» Obiettivo
Ricopia alla lettera la parte dell'intervista agli Swallow The Sun che inizia con le parole "SIETE IN TOUR" e termina dopo le parole "DICONO DI VOI?".

» Brano estratto
◆ ◆ ◆ ◆

SWALLOW THE SUN – Albachiara

Pubblicato il 06/04/2025 da

Da circa venticinque anni, gli Swallow The Sun esplorano le diverse sfaccettature del gothic-doom metal, combinando melodia e pesantezza con un lirismo che, nel tempo, in molti hanno cercato di eguagliare.
Partiti come discepoli di My Dying Bride e di tutta la gloriosa scena death-doom nordeuropea, i Nostri, album dopo album, sono diventati loro stessi veterani e padri ispiratori, raggiungendo una fama e un livello di presa sul pubblico che non erano minimamente immaginabili all’epoca dell’uscita del debut album “The Morning Never Came”.

Il loro ultimo album, “Shining”, segna ora un nuovo capitolo nella carriera dei finlandesi, con un sound più diretto e una produzione moderna che ne amplifica l’impatto, lasciando un po’ indietro le pesanti sovrastrutture con cui il gruppo ha spesso giocato.
Abbiamo avuto l’opportunità di parlare brevemente con Juha Raivio, chitarrista, leader e principale compositore del gruppo, mentre la band era in viaggio durante il suo ultimo tour nordamericano, alcune settimane fa.
Nonostante la stanchezza e la frenesia della vita on the road, Juha si è mostrato disponibile e riflessivo, condividendo con noi le sue impressioni su “Shining”, la risposta del pubblico, il processo di scrittura e il rapporto con il produttore che ha contribuito a dare una nuova veste al suono della band, la quale sarà presto in tour anche dalle nostre parti, con una data confermata al Legend di Milano il 25 aprile.

BEN TROVATO, COME STA ANDANDO QUESTO TOUR AMERICANO?
– Tutto bene. Stiamo andando verso Seattle. Per fortuna il tour bus si è appena fermato, quindi ora sento qualcosa. Siamo anche fortunati ad avere un autista molto serio. Tante volte, sai, sono super spaventato, quando dormi sul bus e senti rumori strani o le ruote che vanno su un terreno che non sembra asfaltato. Pensi subito che l’autista si sia addormentato e stia andando fuori strada. Per fortuna, invece, i viaggi sin qui sono stati piuttosto tranquilli.

SIETE IN TOUR PER SUPPORTARE IL VOSTRO ULTIMO ALBUM, “SHINING”, CHE È USCITO DA QUALCHE MESE ORMAI. SEI CONTENTO DEI FEEDBACK SINORA? PRESTI ATTENZIONE A COSA PUBBLICO E CRITICA DICONO DI VOI?

◆ ◆ ◆ ◆

(Record di origine)
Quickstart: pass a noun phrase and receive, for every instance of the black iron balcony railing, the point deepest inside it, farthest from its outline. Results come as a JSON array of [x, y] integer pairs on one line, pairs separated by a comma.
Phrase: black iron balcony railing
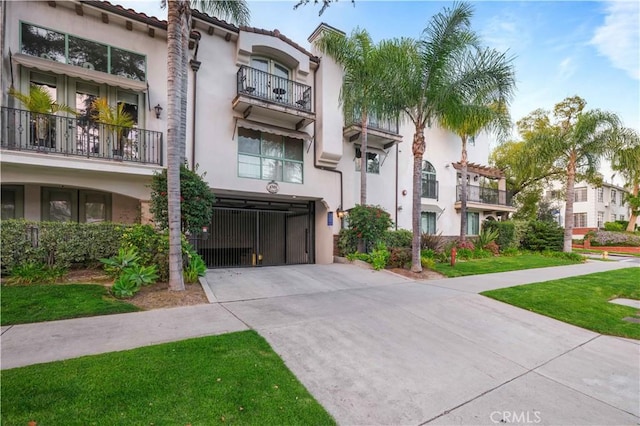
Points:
[[262, 85], [27, 131], [389, 126], [429, 189], [481, 194]]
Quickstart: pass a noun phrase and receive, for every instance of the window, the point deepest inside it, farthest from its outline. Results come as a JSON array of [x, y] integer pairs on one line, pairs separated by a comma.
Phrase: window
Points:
[[473, 223], [68, 49], [72, 205], [429, 182], [373, 162], [580, 195], [12, 202], [270, 157], [428, 223], [579, 220]]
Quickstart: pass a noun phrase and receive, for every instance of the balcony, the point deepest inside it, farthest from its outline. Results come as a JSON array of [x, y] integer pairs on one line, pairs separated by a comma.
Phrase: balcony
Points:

◆ ◆ ◆ ◆

» Risposta corretta
SIETE IN TOUR PER SUPPORTARE IL VOSTRO ULTIMO ALBUM, “SHINING”, CHE È USCITO DA QUALCHE MESE ORMAI. SEI CONTENTO DEI FEEDBACK SINORA? PRESTI ATTENZIONE A COSA PUBBLICO E CRITICA DICONO DI VOI?